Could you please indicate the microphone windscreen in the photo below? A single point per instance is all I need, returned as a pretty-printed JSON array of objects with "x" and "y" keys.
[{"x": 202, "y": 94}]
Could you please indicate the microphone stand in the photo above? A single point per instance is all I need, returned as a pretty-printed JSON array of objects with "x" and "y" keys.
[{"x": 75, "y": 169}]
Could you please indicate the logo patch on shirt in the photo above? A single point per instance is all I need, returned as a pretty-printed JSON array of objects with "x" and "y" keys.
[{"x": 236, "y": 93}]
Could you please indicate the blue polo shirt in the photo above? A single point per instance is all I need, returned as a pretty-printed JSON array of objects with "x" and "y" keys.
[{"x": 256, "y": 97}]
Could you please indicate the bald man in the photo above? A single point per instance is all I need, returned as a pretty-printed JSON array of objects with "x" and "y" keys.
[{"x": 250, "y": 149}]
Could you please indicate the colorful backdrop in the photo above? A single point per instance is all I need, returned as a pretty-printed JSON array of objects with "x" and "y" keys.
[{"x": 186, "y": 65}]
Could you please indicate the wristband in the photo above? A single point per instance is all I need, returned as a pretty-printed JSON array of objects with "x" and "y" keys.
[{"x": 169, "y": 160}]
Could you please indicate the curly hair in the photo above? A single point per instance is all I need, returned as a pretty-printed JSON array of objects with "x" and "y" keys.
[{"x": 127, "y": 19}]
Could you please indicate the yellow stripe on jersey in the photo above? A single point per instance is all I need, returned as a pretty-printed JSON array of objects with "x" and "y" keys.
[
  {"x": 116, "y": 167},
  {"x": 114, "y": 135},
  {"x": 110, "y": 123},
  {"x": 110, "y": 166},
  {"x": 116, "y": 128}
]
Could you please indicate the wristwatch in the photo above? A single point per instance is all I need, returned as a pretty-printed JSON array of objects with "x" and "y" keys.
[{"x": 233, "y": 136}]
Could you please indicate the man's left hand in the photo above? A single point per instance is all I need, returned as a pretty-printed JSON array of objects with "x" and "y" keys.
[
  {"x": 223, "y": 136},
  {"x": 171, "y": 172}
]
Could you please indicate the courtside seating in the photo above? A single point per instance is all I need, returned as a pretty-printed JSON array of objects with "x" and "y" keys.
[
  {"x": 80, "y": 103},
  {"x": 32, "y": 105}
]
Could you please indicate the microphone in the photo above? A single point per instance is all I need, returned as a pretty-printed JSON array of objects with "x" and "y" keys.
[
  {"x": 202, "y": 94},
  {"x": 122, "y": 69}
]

▬▬▬

Please make the answer a complete, exact reproduction of the records.

Could you please indicate the microphone windscreen in the photo below? A single point per instance is all I need, returned as a pretty-printed JSON array of objects with "x" and "y" keys.
[{"x": 202, "y": 94}]
Could you please indicate the microphone stand in the photo above? A single point per instance is all I need, returned as a pretty-printed JSON array of objects with "x" and "y" keys.
[{"x": 75, "y": 169}]
Could you please indicate the logo patch on shirt in the photo above? A single point per instance is all I need, returned as a pretty-printed JSON array of objects with "x" and "y" keys.
[{"x": 236, "y": 93}]
Could you please indicate the blue polo shirt in the photo above? A single point per instance is all I need, returned as a pretty-printed JSON array of objects with "x" and "y" keys.
[{"x": 256, "y": 97}]
Could you please indicate the bald man in the photo above? A single point per instance is all I need, returned as a pretty-printed JSON array of objects with "x" and "y" keys.
[{"x": 250, "y": 149}]
Could you please indicate the colorful backdrop in the photo above? A single point per instance is all I need, returned as a pretty-printed JSON array of objects with "x" and "y" keys.
[{"x": 186, "y": 65}]
Could you please indicate the wristband in the photo above? A single point per instance is all I need, returned as a pretty-printed JSON array of objects with "x" and "y" keys.
[{"x": 169, "y": 160}]
Could you please indicate the curly hair in the photo above? A single point per instance is all I need, returned as a pretty-printed JSON array of objects with "x" and "y" keys.
[{"x": 127, "y": 19}]
Could you please indicate the yellow stripe on jersey in the photo above? A single point per instance is all I need, returned as a pretty-printed JSON array of objects with "x" and "y" keys.
[
  {"x": 116, "y": 167},
  {"x": 114, "y": 135},
  {"x": 110, "y": 123},
  {"x": 110, "y": 166},
  {"x": 116, "y": 128}
]
Could you please indicate the wristwatch in the photo above? A single point per instance is all I need, returned as a pretty-printed JSON array of objects with "x" and "y" keys.
[{"x": 233, "y": 136}]
Could you please indicate the man's left hand in the photo above? A single point per instance is all I need, returned as a pretty-printed JSON array of objects with "x" and "y" keys.
[
  {"x": 223, "y": 136},
  {"x": 171, "y": 172}
]
Could you please indicate the courtside seating in the photo above? A single point per instance is all I need, returned as a pretty-printed JSON array of objects with "x" and "y" keys.
[
  {"x": 80, "y": 103},
  {"x": 32, "y": 105}
]
Could you please indicate the microphone in the photo above? A single point per instance is all I need, returned as a pretty-printed JSON array of objects with "x" and "y" keys.
[
  {"x": 202, "y": 94},
  {"x": 122, "y": 69}
]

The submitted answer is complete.